Data for this task:
--------------------------------------------------
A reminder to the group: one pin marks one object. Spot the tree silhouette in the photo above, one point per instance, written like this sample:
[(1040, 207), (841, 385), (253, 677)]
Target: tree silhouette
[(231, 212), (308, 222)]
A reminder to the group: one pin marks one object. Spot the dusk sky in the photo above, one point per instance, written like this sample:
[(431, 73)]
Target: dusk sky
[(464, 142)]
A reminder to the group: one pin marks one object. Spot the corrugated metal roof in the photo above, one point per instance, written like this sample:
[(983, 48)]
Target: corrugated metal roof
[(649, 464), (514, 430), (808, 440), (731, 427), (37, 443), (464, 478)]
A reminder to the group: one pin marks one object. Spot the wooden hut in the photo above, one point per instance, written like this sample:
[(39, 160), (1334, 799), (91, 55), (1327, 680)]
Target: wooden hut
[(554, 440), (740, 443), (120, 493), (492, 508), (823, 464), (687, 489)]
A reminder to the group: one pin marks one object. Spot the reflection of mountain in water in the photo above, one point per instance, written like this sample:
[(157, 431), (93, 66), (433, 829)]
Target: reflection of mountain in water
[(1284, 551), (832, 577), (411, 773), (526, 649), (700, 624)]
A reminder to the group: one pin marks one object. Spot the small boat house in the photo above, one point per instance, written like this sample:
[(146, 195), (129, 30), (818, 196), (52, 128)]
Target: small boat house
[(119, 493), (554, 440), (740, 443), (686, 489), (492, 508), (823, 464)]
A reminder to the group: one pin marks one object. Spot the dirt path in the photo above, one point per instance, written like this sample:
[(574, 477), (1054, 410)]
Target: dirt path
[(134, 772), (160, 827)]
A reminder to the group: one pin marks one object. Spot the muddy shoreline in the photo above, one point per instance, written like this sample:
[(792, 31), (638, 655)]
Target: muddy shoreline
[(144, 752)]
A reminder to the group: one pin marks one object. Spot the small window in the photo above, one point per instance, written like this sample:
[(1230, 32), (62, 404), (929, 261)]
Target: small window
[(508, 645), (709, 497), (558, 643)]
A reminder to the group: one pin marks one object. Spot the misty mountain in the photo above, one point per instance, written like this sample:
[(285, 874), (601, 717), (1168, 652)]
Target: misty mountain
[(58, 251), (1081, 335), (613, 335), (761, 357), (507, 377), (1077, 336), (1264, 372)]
--------------------------------------------------
Work order:
Only an exact copy of all the data will do as the answer.

Expected answer:
A reminder to the group: one pin marks one object. Spot the tree silhouette in the photo above, one point per instance, written like this sample:
[(1040, 207), (841, 385), (253, 677)]
Target: tree silhouette
[(231, 212), (308, 222)]
A reminder to the group: one pin marks one object. Spot the dusk sky in the photo above, one point per instance, written like this sample:
[(431, 73)]
Target: dusk sky
[(464, 142)]
A reminder to the group: one pin marks one object. Spot the corrugated metal roof in the photo above, one point per instance, written like this sample:
[(983, 48)]
Target: corrugated metal roof
[(649, 464), (514, 430), (808, 440), (731, 427), (37, 443), (464, 478)]
A reminder to the group: one pin marks one object. Spot the wooden hut in the photo above, one point per instance, written like this sample:
[(39, 160), (1334, 799), (91, 55), (1327, 680)]
Target: wooden hut
[(554, 440), (740, 443), (120, 493), (492, 508), (823, 464), (687, 489)]
A reminder to the group: one pin marks one object. Spot the reflection of mountain in water in the photo above, one point per instance, written like this sample:
[(157, 431), (93, 66), (433, 829)]
Target: reflection of mountain in water
[(1284, 551), (832, 577), (411, 773), (526, 649), (700, 624)]
A reminder to the group: one pin marks one object. Spot the small boat house in the photo above, one point per instance, written like this sample:
[(146, 195), (129, 30), (818, 196), (52, 128)]
Target: small boat house
[(119, 493), (554, 440), (740, 443), (686, 489), (492, 508), (823, 464)]
A reminder to the group: one pin marks one object. Spot the dirt path in the photo above, one point per instance, written like this sample:
[(574, 477), (1054, 410)]
Target: dirt path
[(134, 772), (160, 827)]
A reminder to the group: one pin marks one object. Spot the muddy shoreline in the photo above, one point per instance, written like this sample:
[(792, 31), (638, 655)]
Target: muddy shoreline
[(144, 752)]
A reminder to the group: one pin marks one object. Spot the small window in the photo above, one point per instance, written like this sample:
[(1230, 32), (62, 404), (929, 261)]
Target: small window
[(508, 645), (709, 497), (558, 643)]
A reminder to the group: one pin marks one object. Spot the misty mountain in the photo above, one point per instance, written like this sample:
[(285, 874), (601, 717), (1168, 652)]
Target: misty mountain
[(58, 251), (1081, 335), (613, 335), (761, 357), (507, 377), (1077, 336), (1264, 372)]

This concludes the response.